> _Task objective_
Quote each record exactly, please, leaving none out.

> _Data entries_

>>>

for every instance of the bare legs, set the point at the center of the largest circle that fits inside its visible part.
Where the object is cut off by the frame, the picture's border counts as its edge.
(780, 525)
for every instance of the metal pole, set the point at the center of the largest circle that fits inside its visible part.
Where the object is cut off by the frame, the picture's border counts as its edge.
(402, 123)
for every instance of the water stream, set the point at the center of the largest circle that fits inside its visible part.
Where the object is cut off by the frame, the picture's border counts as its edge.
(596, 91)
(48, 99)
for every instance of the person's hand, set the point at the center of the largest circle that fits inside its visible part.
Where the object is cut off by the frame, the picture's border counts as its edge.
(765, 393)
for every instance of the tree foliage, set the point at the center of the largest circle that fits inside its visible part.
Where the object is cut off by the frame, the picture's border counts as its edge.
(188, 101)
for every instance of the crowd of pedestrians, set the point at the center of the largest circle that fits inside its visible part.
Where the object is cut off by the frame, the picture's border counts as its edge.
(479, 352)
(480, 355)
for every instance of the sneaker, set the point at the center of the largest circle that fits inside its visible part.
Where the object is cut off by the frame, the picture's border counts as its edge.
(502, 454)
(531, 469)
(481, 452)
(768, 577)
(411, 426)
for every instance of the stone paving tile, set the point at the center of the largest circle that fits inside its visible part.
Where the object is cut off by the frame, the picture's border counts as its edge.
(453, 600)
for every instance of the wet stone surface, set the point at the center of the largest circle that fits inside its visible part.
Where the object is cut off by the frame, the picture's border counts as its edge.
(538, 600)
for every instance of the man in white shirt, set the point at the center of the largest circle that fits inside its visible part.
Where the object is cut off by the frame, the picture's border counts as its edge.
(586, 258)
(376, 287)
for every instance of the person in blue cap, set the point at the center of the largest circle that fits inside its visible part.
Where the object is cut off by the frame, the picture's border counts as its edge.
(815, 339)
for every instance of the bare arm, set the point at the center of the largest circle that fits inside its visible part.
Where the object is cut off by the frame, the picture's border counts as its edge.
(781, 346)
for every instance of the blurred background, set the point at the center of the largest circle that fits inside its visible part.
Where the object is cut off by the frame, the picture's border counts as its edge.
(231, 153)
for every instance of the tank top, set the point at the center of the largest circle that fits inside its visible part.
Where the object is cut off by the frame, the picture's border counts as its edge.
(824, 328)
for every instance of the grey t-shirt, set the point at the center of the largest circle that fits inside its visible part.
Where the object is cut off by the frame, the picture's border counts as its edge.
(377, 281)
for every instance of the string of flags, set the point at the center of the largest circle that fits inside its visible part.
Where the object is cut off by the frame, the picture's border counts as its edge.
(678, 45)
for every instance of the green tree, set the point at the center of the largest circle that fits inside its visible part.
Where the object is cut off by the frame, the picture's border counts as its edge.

<<<

> _Output_
for every instance of the bare legs, set the point at the center of the largest circle that fits inside its visible part.
Where the object is cut off by the frame, the picture's border counts as its edge.
(780, 525)
for every instance of the metal pole, set the point at the center of the largest circle that fits inside its visible part.
Where the object is cut off by the frame, the picture's border counts as its edge.
(402, 123)
for every instance of the water stream, set the point at the center of the largest circle that fits inside its visible part.
Where the object is cut off by the frame, the picture's border counts as its edge.
(596, 91)
(48, 99)
for every instance of the person's hand, set the point at the center of the largest circle that fits inside its visible part.
Where the object is cut off by the frame, the picture's border counts as its edge.
(765, 393)
for every instance of the tree foliage, set the point at the center of the largest circle that fits inside its visible part.
Where the object is cut off by the frame, the picture's border counts as its edge.
(188, 101)
for every instance of the crowd of pedestrians, set the point at the center of the largest circle that fits inside its visible part.
Where the object is cut off by the frame, the picture's border counts as its edge.
(479, 352)
(480, 355)
for every instance of the sneaker, set the point at the center of the largest circle that fits inside its visible part.
Where the object is cut off by the frame, the picture's border counts as its edge.
(502, 454)
(531, 469)
(481, 452)
(768, 577)
(411, 426)
for every instance of the stone paving tile, set the point at the center of the largest circle that fits inside its visible part.
Where the object is cut off by the frame, the picture's border counts as its edge.
(453, 600)
for every instance of the wet stone surface, set the point at the center of the largest circle that fits inside its visible part.
Where the object is cut off by the frame, the picture's border counts as its edge.
(538, 600)
for every instance of the man in white shirt, set the point at the center of the largest circle that fits inside its visible part.
Where the object is cut off by the frame, the picture's border counts as its edge.
(586, 258)
(376, 287)
for every instance of the person in blue cap, set the point at the center of the largest circle that fits inside its visible part.
Where the object is cut off by the frame, the picture's border counts as its edge.
(815, 339)
for every instance of the bare arm, set the point at the center of the largest circle that fits inside its visible part.
Where the object is cut off by the frame, the picture's border counts as its edge.
(781, 346)
for every instance of the blurred background, set the point at the center of the largest circle that fits inside its visible part.
Where the object is cut off by the frame, the picture's border counts as its edge.
(231, 153)
for every instance of the tank top, set the point at the center of the largest circle that fits inside its visible part.
Where the object is cut off by the frame, the picture's border counts as its edge.
(824, 328)
for every instance of the grey t-shirt, set the point at the center of the largest circle that fits inside its visible part.
Where the object is cut off by the frame, the picture's border counts as its edge.
(377, 281)
for every instance of the string of flags, set the point at the center of the largest circle that fits inside its visible part.
Where the object is cut off by the frame, the picture's border counts as its edge.
(678, 45)
for every instance of the green tree, set the point at the center of the largest circle that fits inside its visible part.
Where the object is cut off by the frame, the picture's border counts as its edge.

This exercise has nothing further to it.